● **What to work on**
Edit the passage of the council tax article starting at "LCC’s precept for" and ending at "Blackburn with Darwen." so that "raise" replaces "hike up", then write out the revised passage.

Written by on January 13, 2021

Budget proposals which would add a minimum of £46 on to annual council tax bills are set to get the nod from Lancashire County Council (LCC).

A report to the LCC Cabinet meeting on Thursday (January 14) recommends a maximum council tax precept rise of 4.99 per cent – including 3 per cent to be used for adult social care.

The county hall precept amounts to the lion’s share of the overall bill for taxpayers across the county’s boroughs.

LCC’s precept for Band A homes 2020/1 was £933.55pa. Residents in higher bands pay a higher rate, and will therefore face a proportionately larger increase.

Furthermore, the overall bill rise for council tax payers could yet be higher if other authorities, including district councils, police or fire, implement their own increases.

LancsLive reported in December how Chancellor Rishi Sunak gave cash-strapped councils permission to increase bills higher than the rate of inflation as part of his Spending Review.

It means they can hike up bills by five per cent in total, resulting in a £100 increase for a band D home in Preston, £95.03 in Blackpool and £92.61 in Blackburn with Darwen.

The new LCC report by the Chief Executive and Director of Resources states that there is “ongoing and unprecedented uncertainty” in relation to future local government funding, exacerbated by the financial impact of the COVID-19 emergency.

In a statement, the council said the council’s finances “remain in a strong position” and, based on the current forecast, there are sufficient reserves to support the revenue budget gap through to and including 2023/24, the end of the council’s current Medium Term Financial Strategy.

LCC leader County Coun Geoff Driver CBE said: “The pandemic which we’ve faced since shows just how important it is to be on a solid footing and have the financial resilience to be able to cope with the unexpected.

“Whilst Covid-19 has thrown up many challenges, I’m glad to be able to report that we’re still in a strong position and able to continue to invest in important council services for the benefit of people in Lancashire.”

While the council has had to divert resources to responding to the emergency pandemic, progress is now due to resume on identifying ways of meeting the future funding gap via additional savings and improved ways of working.

County Coun Driver added: “Like every other local authority we face continued pressures on our budget, and this is expected to continue, with the pandemic expected to add to ongoing demand in some areas such as children’s social care.

“As the report outlines, the pandemic also meant the government’s multi-year spending review was delayed, and last year’s funding settlement covered just one year.

“This and other demographic factors mean that, while we have based the forecast on the best available information, there remains a great deal of uncertainty about the future.”

The ‘Money Matters’ report does, however, carry a less bleak projection of the county hall’s forecast funding gap for 2023/4 – reducted to £54m from the previous £79m estimate.

A final decision on the county hall’s budget is due to be taken by full council on February 11.

What would a council tax increase mean for your area of Lancashire?

Council || Increase for a band D home

Blackburn with Darwen || £92.61

Blackpool || £95.03

Burnley ||  £99.44

Chorley || £94.13

Fylde || £96.40

Hyndburn || £96.65

Lancaster || £95.72

Pendle || £97.66

Preston || £100.16

Ribble Valley || £91.91

Rossendale || £98.11

South Ribble || £94.38

West Lancashire || £95.60

Wyre || £94.36

* Note – Band D rates can be higher in some boroughs depending on additional parish precepts.

● **Dataset**

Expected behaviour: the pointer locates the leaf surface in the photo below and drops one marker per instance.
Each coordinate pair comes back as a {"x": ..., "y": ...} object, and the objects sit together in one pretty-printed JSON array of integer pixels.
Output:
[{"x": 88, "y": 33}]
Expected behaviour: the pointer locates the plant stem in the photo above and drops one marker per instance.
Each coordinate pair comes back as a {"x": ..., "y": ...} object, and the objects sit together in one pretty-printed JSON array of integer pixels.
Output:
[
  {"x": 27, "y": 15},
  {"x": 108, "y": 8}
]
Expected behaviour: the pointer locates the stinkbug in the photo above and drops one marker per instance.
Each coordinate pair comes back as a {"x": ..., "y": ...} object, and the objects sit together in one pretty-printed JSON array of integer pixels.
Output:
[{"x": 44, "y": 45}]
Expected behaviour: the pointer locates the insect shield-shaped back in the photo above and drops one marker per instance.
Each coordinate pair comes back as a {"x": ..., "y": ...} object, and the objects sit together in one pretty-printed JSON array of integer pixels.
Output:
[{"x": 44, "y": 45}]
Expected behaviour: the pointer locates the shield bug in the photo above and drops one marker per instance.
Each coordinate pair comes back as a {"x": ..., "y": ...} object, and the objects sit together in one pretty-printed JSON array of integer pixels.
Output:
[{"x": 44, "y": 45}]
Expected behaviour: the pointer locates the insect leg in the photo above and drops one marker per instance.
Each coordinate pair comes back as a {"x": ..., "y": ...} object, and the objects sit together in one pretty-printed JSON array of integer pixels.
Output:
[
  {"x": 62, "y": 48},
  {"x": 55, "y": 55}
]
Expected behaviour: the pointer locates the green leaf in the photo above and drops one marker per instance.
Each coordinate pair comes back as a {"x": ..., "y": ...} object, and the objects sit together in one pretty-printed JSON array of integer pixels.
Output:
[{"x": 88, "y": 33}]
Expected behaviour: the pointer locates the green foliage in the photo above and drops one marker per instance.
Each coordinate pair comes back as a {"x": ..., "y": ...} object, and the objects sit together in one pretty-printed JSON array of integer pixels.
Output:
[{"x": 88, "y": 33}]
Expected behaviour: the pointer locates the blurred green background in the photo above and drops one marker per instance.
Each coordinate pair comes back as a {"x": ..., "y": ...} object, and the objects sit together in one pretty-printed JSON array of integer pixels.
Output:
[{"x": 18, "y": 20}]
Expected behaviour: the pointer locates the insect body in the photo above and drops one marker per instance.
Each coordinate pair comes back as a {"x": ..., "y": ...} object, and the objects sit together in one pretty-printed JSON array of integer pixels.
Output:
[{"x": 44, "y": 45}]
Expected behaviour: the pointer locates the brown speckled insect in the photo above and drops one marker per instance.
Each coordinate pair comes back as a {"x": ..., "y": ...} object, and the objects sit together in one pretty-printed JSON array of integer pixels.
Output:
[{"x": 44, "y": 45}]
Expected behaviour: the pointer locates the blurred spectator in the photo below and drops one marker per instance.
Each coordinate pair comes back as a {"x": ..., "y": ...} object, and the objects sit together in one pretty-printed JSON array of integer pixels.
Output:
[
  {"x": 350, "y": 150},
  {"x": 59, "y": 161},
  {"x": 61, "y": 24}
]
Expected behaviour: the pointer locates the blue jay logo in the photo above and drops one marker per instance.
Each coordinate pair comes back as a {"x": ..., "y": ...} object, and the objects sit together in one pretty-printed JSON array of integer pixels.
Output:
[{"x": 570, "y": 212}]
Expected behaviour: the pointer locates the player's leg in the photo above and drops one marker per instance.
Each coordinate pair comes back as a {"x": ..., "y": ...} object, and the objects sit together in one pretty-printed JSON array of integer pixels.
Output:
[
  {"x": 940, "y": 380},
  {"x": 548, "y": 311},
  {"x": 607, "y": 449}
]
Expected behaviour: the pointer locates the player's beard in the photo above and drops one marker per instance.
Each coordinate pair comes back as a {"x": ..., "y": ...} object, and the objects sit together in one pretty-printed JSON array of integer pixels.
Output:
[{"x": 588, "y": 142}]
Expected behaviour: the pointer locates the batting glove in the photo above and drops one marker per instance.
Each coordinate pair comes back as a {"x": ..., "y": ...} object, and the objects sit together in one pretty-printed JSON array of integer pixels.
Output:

● **Answer to this task**
LCC’s precept for Band A homes 2020/1 was £933.55pa. Residents in higher bands pay a higher rate, and will therefore face a proportionately larger increase.

Furthermore, the overall bill rise for council tax payers could yet be higher if other authorities, including district councils, police or fire, implement their own increases.

LancsLive reported in December how Chancellor Rishi Sunak gave cash-strapped councils permission to increase bills higher than the rate of inflation as part of his Spending Review.

It means they can raise bills by five per cent in total, resulting in a £100 increase for a band D home in Preston, £95.03 in Blackpool and £92.61 in Blackburn with Darwen.